┌──

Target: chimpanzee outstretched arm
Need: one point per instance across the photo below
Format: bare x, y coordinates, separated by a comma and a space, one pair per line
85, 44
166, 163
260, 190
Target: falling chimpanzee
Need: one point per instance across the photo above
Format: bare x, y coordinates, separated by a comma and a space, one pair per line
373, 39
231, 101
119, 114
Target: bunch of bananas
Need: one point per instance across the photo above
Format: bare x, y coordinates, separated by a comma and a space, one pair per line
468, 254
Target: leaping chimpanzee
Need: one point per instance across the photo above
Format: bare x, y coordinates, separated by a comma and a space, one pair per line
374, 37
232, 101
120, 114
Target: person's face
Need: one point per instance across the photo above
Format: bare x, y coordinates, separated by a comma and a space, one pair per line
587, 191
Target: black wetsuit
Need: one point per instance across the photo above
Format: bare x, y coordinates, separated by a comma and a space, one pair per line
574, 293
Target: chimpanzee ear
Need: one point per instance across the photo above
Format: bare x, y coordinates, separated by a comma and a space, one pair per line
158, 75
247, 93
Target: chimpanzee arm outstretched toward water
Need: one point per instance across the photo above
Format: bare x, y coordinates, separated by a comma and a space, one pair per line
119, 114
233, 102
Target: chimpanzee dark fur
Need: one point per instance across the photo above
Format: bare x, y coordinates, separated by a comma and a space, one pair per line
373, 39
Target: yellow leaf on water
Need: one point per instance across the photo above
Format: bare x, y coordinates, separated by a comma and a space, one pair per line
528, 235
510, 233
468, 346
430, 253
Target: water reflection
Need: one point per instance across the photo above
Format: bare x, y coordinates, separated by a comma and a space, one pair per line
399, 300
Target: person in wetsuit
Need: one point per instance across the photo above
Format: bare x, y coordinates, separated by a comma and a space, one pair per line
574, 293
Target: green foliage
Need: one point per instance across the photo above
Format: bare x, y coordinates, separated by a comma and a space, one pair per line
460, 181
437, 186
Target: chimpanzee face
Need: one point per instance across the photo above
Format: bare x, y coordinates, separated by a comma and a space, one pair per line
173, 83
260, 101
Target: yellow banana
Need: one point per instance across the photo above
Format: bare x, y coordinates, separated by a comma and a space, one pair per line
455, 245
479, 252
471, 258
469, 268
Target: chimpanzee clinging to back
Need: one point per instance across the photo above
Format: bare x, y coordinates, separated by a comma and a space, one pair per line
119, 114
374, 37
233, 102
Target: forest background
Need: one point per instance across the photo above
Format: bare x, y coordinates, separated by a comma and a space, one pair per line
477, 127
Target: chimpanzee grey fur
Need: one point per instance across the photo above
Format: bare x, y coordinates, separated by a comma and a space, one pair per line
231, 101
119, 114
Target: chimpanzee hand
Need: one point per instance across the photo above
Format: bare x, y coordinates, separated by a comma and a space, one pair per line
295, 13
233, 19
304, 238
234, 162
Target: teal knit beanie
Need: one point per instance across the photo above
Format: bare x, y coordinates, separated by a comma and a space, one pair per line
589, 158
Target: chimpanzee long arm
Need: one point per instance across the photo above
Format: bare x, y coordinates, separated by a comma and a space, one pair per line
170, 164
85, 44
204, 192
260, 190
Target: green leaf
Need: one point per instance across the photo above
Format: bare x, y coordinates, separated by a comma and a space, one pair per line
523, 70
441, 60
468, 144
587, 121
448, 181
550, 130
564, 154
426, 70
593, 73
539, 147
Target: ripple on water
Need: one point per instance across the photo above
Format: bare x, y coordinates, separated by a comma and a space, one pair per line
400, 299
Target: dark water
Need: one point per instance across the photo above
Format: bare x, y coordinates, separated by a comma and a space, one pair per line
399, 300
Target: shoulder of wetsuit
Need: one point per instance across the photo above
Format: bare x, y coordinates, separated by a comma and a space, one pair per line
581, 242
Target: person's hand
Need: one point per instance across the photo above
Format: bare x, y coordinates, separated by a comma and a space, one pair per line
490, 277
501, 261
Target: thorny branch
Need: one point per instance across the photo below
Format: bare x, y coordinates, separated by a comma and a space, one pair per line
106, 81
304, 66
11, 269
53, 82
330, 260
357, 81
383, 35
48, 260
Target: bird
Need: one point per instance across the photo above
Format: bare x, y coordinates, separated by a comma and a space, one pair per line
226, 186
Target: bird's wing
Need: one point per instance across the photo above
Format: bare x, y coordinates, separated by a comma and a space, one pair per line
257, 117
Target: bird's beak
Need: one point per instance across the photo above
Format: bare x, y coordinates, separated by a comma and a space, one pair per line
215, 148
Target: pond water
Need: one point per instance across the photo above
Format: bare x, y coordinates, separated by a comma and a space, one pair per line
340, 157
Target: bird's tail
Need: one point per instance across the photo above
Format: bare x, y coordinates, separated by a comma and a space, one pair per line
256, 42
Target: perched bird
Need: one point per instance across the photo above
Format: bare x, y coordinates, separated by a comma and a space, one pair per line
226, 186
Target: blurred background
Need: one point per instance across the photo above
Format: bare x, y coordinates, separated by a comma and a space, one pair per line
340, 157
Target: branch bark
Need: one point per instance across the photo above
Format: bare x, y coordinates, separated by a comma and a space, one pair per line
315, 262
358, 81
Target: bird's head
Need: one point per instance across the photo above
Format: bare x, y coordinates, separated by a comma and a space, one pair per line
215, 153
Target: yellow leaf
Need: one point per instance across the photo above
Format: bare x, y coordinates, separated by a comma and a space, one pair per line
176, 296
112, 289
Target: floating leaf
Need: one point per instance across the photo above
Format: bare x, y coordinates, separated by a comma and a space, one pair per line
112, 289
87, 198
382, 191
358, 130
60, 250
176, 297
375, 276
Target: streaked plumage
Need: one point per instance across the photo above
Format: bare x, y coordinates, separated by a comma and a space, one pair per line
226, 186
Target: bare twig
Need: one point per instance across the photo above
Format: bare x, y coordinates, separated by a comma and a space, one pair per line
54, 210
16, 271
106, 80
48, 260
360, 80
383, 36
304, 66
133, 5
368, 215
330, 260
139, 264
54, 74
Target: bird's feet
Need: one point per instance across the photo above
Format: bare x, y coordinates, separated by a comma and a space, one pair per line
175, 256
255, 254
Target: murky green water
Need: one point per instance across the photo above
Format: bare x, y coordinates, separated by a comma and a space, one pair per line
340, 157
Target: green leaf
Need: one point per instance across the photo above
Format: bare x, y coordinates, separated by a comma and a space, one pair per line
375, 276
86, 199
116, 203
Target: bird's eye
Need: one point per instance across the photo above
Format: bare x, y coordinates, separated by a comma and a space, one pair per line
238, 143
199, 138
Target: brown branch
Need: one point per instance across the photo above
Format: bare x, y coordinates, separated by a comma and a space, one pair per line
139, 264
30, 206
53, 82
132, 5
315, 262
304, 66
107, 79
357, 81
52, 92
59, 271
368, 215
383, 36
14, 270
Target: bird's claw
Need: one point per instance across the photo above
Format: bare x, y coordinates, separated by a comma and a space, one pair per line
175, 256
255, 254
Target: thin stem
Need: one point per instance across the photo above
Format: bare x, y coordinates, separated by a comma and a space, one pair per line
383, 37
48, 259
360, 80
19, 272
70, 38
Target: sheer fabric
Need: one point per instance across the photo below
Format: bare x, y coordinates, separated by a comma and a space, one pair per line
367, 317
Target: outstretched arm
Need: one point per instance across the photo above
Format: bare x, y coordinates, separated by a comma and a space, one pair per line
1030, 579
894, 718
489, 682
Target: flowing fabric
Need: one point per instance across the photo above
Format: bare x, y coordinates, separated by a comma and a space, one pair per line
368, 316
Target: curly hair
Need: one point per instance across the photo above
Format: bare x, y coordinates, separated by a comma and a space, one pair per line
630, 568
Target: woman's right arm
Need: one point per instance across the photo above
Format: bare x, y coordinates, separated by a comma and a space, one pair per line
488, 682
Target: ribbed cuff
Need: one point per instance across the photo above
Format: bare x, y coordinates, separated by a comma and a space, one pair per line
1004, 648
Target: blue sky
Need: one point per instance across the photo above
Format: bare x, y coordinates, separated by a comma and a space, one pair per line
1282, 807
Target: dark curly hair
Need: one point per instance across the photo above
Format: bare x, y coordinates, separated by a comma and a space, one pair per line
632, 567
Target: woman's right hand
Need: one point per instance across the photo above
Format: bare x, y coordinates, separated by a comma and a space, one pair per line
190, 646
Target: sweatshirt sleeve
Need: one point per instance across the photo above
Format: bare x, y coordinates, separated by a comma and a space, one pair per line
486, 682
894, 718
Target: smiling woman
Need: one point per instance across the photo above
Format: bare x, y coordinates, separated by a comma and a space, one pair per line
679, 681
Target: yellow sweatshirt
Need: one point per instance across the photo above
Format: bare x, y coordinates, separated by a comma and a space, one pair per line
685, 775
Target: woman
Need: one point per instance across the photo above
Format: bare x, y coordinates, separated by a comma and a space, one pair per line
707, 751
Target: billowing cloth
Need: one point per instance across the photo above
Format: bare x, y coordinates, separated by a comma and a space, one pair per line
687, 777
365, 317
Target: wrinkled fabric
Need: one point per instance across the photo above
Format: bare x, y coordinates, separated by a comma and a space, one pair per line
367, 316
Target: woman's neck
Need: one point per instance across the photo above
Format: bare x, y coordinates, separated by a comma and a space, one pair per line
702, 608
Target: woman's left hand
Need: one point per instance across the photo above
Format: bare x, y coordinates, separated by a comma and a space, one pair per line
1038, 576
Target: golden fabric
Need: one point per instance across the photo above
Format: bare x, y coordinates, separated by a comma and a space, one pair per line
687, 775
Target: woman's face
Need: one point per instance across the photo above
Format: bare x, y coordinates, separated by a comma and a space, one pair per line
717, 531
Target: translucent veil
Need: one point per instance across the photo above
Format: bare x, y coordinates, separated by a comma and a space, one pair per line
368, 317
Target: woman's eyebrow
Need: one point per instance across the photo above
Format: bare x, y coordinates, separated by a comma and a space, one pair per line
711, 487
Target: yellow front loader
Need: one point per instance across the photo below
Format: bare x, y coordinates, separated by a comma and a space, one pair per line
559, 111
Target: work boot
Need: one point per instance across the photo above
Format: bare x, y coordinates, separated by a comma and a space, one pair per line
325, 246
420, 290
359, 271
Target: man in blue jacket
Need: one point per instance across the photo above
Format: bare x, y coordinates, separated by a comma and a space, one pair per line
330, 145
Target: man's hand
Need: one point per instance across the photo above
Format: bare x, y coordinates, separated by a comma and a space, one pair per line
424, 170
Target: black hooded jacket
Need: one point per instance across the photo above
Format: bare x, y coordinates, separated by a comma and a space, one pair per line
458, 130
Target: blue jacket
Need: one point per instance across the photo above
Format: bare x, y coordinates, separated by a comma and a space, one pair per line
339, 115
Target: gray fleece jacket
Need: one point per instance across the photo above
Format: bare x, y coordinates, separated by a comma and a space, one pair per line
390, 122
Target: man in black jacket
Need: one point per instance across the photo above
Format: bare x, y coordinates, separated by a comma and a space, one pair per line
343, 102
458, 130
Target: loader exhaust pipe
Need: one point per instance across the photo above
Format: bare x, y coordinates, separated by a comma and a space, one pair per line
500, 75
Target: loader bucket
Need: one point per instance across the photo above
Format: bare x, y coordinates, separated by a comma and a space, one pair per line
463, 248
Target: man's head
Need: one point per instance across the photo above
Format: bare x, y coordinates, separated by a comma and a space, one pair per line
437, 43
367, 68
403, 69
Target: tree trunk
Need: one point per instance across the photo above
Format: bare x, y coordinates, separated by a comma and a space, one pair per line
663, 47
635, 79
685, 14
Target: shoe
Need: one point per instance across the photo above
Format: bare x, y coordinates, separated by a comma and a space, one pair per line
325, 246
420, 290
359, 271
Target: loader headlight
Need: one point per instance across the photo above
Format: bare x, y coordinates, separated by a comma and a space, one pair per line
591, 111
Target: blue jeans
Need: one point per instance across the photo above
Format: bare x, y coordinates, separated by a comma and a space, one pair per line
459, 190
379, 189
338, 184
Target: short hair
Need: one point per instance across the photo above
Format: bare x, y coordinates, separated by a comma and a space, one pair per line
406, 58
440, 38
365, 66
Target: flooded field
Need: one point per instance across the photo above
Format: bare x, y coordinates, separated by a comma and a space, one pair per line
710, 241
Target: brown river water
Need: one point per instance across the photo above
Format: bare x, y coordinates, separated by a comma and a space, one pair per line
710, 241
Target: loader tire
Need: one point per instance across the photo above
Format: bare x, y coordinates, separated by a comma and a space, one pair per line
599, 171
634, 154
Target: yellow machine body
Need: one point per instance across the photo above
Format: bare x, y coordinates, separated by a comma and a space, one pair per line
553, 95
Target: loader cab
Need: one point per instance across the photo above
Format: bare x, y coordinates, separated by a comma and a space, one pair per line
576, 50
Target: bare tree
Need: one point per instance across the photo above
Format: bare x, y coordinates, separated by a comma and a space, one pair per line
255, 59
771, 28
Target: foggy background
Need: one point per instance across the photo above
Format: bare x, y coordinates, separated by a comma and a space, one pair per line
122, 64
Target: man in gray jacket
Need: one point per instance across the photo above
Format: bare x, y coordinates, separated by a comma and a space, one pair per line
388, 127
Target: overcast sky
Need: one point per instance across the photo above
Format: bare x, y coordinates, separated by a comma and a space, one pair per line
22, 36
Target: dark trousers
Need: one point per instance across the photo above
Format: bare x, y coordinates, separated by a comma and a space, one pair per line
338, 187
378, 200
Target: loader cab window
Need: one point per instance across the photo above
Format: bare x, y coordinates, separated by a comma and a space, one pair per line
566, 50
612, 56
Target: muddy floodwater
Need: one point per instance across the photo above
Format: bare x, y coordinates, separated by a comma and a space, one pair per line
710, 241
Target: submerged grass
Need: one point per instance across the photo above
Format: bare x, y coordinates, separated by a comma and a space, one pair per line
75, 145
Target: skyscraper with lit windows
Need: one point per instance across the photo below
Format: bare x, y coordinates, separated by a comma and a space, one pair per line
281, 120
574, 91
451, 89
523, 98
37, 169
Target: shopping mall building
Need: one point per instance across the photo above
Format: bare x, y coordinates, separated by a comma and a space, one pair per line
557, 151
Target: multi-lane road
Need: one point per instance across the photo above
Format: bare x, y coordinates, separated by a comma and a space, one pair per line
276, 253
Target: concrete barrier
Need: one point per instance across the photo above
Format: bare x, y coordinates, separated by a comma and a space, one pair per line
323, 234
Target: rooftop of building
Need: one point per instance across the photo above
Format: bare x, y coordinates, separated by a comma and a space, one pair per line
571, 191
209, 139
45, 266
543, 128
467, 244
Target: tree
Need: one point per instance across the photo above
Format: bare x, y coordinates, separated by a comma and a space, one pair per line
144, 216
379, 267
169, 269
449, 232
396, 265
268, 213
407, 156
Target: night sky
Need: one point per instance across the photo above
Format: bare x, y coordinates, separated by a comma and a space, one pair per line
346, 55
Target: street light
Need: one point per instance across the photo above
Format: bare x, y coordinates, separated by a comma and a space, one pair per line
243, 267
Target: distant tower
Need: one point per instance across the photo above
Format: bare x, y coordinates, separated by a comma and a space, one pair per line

└──

EXERCISE OBJECTIVE :: A single number is the answer here: how many lines of the material contain the string "blue"?

ANSWER AREA :: 4